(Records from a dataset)
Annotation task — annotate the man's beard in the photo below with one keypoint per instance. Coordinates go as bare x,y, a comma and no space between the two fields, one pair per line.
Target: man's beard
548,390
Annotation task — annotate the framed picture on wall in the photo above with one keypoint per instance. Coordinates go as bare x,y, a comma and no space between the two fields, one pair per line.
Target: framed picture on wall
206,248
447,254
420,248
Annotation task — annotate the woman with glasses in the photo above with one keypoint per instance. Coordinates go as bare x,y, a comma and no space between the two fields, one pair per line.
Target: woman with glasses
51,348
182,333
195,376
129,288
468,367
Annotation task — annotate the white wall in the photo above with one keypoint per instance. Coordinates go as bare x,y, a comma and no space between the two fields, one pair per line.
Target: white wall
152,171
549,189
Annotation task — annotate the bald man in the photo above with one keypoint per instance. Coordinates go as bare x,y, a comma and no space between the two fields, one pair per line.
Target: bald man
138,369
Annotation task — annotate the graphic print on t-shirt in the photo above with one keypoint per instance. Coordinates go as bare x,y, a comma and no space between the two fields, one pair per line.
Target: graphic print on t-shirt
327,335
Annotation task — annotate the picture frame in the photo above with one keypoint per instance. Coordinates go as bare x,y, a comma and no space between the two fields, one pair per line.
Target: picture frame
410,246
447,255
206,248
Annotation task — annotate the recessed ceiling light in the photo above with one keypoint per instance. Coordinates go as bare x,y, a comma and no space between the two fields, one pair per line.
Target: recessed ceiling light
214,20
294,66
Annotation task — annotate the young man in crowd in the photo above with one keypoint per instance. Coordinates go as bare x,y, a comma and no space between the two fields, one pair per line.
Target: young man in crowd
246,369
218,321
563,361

== What to work on ==
Rewrite the lines starting at the one containing "Annotation task — annotate the young" and ending at the last line of the rows, replacing "crowd" with "audience" and leaving all else unchanged.

== Result of the task ==
Annotation task — annotate the young man in audience in the photo above with one keypoint per instance. Coordinates go as bare x,y, a comma and no space between the two fields, one pair per line.
Target: young man in audience
246,369
218,321
563,361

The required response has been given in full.